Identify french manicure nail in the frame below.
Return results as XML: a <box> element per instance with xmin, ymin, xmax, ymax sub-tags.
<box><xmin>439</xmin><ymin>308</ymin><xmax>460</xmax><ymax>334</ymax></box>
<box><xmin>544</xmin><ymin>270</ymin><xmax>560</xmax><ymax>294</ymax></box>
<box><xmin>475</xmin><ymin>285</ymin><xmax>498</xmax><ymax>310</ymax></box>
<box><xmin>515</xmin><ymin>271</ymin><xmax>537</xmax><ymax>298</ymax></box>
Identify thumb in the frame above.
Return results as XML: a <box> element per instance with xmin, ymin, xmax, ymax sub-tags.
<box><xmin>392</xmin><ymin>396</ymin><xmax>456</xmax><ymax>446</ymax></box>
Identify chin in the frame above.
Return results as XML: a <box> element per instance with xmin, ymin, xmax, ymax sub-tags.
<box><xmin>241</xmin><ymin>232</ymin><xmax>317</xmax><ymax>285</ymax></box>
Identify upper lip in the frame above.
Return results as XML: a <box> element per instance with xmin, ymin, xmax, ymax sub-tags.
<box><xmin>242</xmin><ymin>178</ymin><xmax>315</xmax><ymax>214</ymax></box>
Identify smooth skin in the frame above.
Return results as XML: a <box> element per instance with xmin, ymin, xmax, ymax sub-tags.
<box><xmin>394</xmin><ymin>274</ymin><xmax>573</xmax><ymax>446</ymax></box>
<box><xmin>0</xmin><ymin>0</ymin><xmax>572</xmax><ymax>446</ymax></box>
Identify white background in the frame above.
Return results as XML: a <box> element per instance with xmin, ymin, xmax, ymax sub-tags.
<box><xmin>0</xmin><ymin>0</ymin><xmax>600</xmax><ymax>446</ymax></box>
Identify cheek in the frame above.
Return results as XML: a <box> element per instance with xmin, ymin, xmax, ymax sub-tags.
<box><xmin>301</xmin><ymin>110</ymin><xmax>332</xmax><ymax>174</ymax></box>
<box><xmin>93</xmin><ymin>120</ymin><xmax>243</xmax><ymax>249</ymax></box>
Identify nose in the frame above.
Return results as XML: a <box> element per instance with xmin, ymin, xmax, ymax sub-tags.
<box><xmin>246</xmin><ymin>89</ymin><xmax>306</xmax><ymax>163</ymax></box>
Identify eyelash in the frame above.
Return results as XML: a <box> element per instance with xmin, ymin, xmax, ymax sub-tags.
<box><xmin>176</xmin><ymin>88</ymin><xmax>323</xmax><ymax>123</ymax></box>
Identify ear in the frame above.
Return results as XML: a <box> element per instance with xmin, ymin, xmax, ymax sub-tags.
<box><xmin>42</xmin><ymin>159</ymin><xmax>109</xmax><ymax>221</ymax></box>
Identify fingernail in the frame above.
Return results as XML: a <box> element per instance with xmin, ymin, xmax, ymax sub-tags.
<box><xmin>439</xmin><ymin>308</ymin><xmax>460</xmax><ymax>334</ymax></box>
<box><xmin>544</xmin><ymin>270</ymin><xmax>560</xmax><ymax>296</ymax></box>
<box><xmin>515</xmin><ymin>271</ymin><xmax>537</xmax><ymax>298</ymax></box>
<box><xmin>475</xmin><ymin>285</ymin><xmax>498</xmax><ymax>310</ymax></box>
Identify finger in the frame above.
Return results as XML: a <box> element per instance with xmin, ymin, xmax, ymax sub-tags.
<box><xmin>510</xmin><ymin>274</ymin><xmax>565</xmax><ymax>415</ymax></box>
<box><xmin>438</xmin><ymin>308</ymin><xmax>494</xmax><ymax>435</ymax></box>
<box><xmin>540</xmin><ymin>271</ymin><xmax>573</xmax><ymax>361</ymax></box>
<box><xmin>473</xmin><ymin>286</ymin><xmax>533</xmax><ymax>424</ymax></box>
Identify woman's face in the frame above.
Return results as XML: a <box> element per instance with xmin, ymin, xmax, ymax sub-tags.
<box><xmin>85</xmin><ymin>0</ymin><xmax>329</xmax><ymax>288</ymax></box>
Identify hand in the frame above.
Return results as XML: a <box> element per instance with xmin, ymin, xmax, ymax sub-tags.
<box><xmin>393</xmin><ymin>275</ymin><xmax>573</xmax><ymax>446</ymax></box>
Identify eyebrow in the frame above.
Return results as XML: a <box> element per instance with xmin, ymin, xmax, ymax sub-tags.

> [Task to complete]: Please report every line of the records above that contains the word "woman", copying each such line in full. Case counts.

> [Result of the task]:
Identify woman's face in the frame above.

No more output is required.